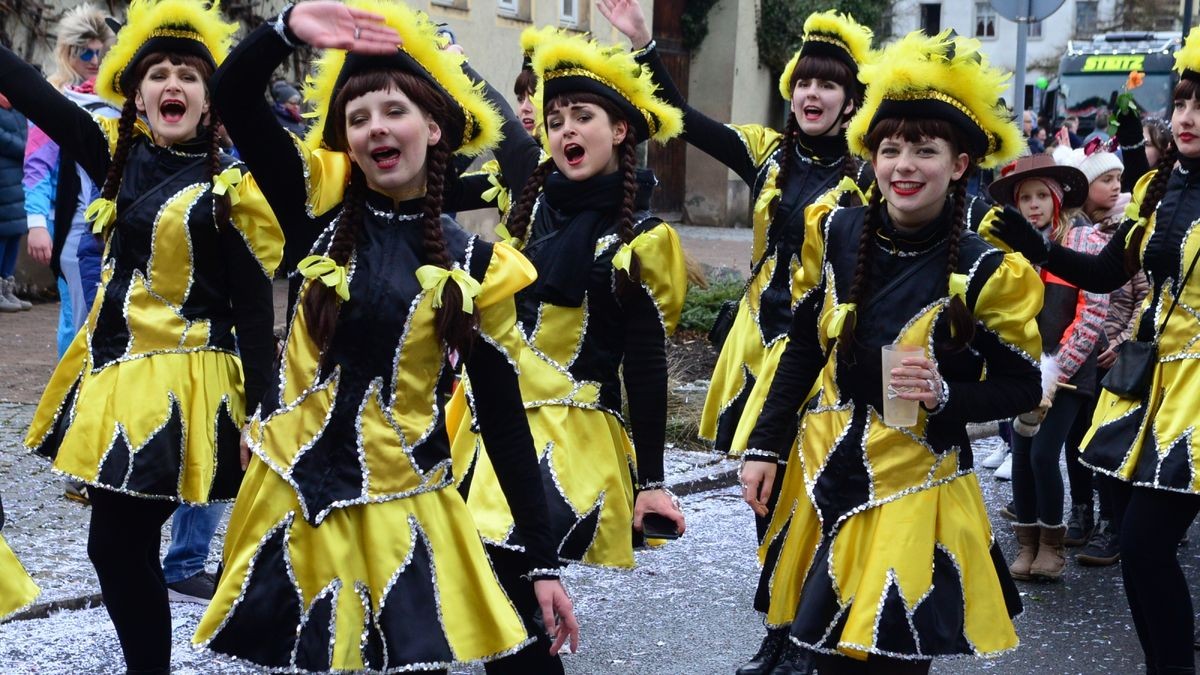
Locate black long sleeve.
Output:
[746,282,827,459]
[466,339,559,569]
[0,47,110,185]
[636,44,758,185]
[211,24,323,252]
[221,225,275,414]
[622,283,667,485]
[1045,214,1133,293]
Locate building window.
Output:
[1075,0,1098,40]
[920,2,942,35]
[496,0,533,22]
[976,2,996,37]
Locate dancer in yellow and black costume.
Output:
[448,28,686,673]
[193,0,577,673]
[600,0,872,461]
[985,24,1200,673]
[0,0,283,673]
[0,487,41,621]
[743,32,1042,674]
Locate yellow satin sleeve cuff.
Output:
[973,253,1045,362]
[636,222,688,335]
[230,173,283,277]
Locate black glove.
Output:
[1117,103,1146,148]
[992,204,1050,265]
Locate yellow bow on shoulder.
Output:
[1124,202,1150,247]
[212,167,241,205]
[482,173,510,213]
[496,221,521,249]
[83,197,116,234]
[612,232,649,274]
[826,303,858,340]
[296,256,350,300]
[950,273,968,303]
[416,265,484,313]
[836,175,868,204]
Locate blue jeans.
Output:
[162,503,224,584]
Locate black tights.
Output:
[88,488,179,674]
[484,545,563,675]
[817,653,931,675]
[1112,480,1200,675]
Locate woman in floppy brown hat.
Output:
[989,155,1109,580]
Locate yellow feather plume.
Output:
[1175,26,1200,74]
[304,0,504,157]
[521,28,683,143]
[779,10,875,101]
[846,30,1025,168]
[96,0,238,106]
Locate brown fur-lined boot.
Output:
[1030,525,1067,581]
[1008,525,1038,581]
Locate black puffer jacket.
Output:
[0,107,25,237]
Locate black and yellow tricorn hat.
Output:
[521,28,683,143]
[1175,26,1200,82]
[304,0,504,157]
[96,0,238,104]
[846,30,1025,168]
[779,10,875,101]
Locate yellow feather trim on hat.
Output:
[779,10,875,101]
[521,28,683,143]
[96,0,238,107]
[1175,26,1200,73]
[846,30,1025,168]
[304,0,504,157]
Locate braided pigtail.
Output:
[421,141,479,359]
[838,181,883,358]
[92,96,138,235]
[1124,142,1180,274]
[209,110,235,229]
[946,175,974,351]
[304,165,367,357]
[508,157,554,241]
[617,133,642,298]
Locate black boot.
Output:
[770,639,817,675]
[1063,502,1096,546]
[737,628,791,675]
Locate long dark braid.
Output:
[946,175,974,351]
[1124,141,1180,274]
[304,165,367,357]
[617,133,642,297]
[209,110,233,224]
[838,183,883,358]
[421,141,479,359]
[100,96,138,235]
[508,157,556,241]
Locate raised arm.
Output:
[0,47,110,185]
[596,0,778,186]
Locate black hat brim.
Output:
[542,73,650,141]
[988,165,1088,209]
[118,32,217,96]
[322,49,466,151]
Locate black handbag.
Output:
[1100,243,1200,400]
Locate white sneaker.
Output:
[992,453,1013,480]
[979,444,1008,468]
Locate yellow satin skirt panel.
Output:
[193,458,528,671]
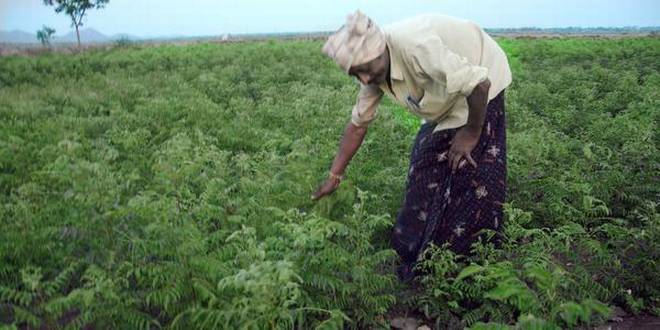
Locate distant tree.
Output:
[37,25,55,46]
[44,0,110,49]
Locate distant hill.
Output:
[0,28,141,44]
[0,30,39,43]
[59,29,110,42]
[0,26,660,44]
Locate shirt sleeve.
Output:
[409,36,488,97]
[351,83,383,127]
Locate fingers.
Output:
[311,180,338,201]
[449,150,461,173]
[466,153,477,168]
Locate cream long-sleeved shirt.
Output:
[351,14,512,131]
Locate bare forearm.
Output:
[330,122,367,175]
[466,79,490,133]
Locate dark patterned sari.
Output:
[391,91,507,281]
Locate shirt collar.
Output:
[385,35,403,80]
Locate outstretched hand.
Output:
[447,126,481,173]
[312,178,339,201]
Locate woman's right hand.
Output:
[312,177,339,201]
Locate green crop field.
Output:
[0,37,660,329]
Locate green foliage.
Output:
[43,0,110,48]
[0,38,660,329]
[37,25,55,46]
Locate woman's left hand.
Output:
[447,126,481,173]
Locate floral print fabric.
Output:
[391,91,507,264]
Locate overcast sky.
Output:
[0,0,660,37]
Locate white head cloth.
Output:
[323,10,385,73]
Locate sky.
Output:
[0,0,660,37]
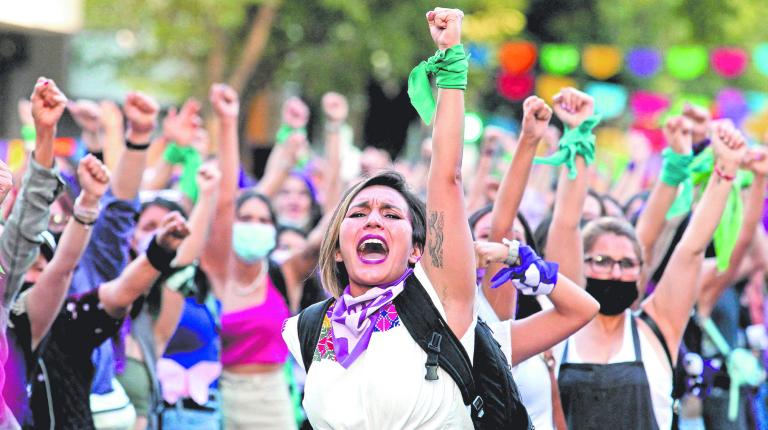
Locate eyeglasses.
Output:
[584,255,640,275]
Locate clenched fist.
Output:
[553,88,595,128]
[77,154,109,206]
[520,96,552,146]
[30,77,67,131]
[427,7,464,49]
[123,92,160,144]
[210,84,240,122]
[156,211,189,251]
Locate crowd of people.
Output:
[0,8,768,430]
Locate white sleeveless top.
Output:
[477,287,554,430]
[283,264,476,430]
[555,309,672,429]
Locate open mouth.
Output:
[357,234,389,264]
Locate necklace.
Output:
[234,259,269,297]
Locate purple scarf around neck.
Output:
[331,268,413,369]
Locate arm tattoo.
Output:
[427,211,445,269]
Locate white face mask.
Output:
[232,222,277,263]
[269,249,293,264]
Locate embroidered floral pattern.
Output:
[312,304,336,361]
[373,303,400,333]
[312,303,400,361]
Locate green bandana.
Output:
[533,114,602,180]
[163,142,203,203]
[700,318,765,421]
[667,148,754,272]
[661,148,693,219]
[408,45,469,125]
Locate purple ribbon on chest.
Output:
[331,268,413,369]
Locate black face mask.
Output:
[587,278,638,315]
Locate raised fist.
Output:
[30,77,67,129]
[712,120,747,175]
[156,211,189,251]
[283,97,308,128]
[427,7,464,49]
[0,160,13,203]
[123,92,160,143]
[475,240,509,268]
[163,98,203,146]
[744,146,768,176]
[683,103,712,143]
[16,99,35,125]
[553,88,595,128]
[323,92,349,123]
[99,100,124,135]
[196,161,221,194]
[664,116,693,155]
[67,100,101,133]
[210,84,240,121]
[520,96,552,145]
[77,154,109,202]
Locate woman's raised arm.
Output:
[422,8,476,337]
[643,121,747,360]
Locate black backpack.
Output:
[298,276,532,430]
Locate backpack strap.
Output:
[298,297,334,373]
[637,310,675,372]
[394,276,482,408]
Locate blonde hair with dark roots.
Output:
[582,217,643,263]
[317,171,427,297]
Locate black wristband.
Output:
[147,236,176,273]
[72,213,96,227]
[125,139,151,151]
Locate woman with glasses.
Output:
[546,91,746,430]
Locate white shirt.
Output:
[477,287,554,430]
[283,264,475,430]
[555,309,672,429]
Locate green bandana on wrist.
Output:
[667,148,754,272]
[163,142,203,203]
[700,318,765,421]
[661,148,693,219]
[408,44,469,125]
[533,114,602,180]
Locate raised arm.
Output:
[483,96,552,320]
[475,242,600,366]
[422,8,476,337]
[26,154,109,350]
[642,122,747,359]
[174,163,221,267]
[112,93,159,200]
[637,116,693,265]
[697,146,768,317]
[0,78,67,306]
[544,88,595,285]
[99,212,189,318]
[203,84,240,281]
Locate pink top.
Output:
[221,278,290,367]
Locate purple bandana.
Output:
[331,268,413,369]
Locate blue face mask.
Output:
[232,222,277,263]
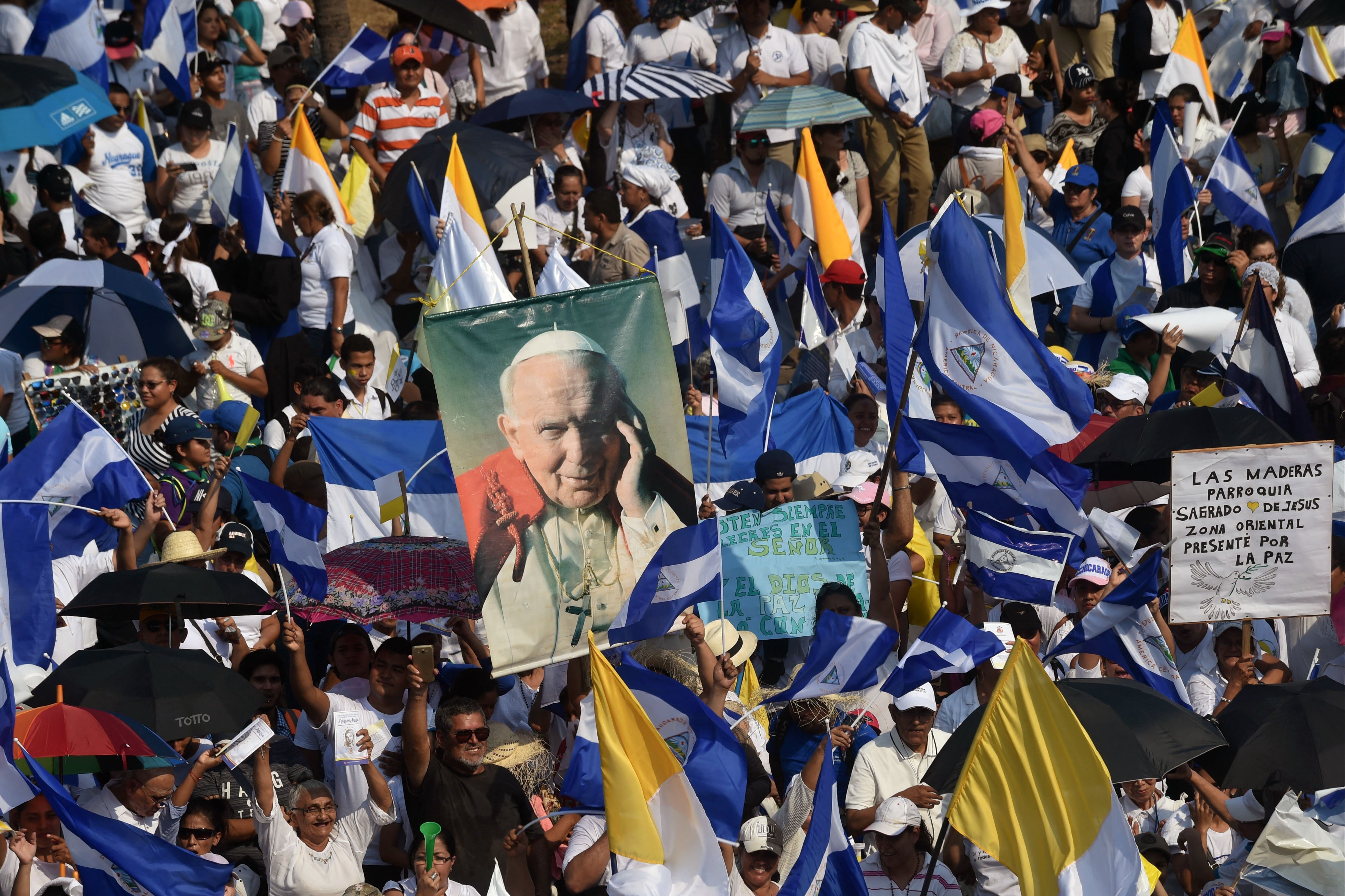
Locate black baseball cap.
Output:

----

PROBLEM DESCRIPTION
Starting with the line that contains "Locate bare forearm." and continuing through the line that contains "[394,276,482,408]", lay out the entries as a JSON list of strings with one string per line. Leave out blank lines and pictures.

FULL SOLUTION
[
  "Locate bare forearm.",
  "Output:",
  "[330,122,367,175]",
  "[466,79,490,133]",
  "Locate dark patterned sari.",
  "Output:",
  "[391,91,507,281]",
  "Locate shirt collar.",
  "Output:",
  "[385,35,403,80]",
  "Locate outstretched hand.",
  "Output:",
  "[447,126,481,173]",
  "[312,178,339,201]",
  "Locate woman's right hand.",
  "Output:",
  "[312,177,339,201]",
  "Locate green crop field.",
  "Output:",
  "[0,37,660,329]",
  "Locate green foliage.",
  "Output:",
  "[43,0,110,48]",
  "[0,38,660,329]",
  "[37,25,55,46]",
  "Locate woman's left hand.",
  "Output:",
  "[447,126,481,173]",
  "Locate floral print fabric.",
  "Output:",
  "[391,91,507,264]",
  "Locate overcast sky.",
  "Output:",
  "[0,0,660,37]",
  "Locate white head cloth.",
  "Output:",
  "[323,10,385,73]",
  "Locate sky.",
  "Output:",
  "[0,0,660,37]",
  "Locate eyeglasses.",
  "Output:",
  "[584,255,640,275]",
  "Locate clenched fist.",
  "Output:",
  "[553,88,595,128]",
  "[77,154,109,206]",
  "[520,96,552,146]",
  "[30,77,67,131]",
  "[427,7,464,49]",
  "[123,92,160,144]",
  "[210,84,240,122]",
  "[156,211,189,251]",
  "Locate crowd of people.",
  "Output:",
  "[0,8,768,430]",
  "Locate white sleeveless top.",
  "Output:",
  "[477,287,554,430]",
  "[283,264,476,430]",
  "[555,309,672,429]",
  "Locate open mouth.",
  "Output:",
  "[357,234,389,264]",
  "Locate necklace.",
  "Output:",
  "[234,259,269,297]",
  "Locate purple scarf around neck.",
  "Output:",
  "[331,268,413,369]",
  "Locate arm tattoo.",
  "Output:",
  "[427,211,445,269]",
  "Locate white face mask.",
  "Output:",
  "[232,222,277,263]",
  "[269,249,293,264]",
  "Locate embroidered floral pattern.",
  "Output:",
  "[312,304,336,361]",
  "[373,303,400,333]",
  "[312,303,400,361]",
  "Locate green bandana.",
  "Output:",
  "[533,114,602,180]",
  "[163,142,203,203]",
  "[700,318,765,421]",
  "[667,148,754,272]",
  "[661,148,693,219]",
  "[408,45,469,125]",
  "Locate purple ribbon on chest.",
  "Output:",
  "[331,268,413,369]",
  "Locate black face mask.",
  "Output:",
  "[587,278,638,315]",
  "Locate raised fist.",
  "Output:",
  "[30,77,67,129]",
  "[712,120,747,175]",
  "[156,211,189,251]",
  "[283,97,308,128]",
  "[427,7,464,49]",
  "[0,160,13,203]",
  "[123,92,160,143]",
  "[475,240,509,268]",
  "[163,98,203,146]",
  "[744,146,768,176]",
  "[683,103,712,143]",
  "[16,99,35,125]",
  "[553,88,595,128]",
  "[323,92,349,123]",
  "[99,100,124,135]",
  "[196,161,221,194]",
  "[664,116,693,155]",
  "[67,100,101,133]",
  "[210,84,240,121]",
  "[520,96,552,145]",
  "[77,154,109,202]",
  "Locate woman's raised arm.",
  "Output:",
  "[422,8,476,337]",
  "[643,121,747,360]",
  "Locate black backpack.",
  "Output:",
  "[298,276,532,430]",
  "Locate backpack strap.",
  "Output:",
  "[298,297,334,373]",
  "[637,310,675,372]",
  "[394,276,482,408]"
]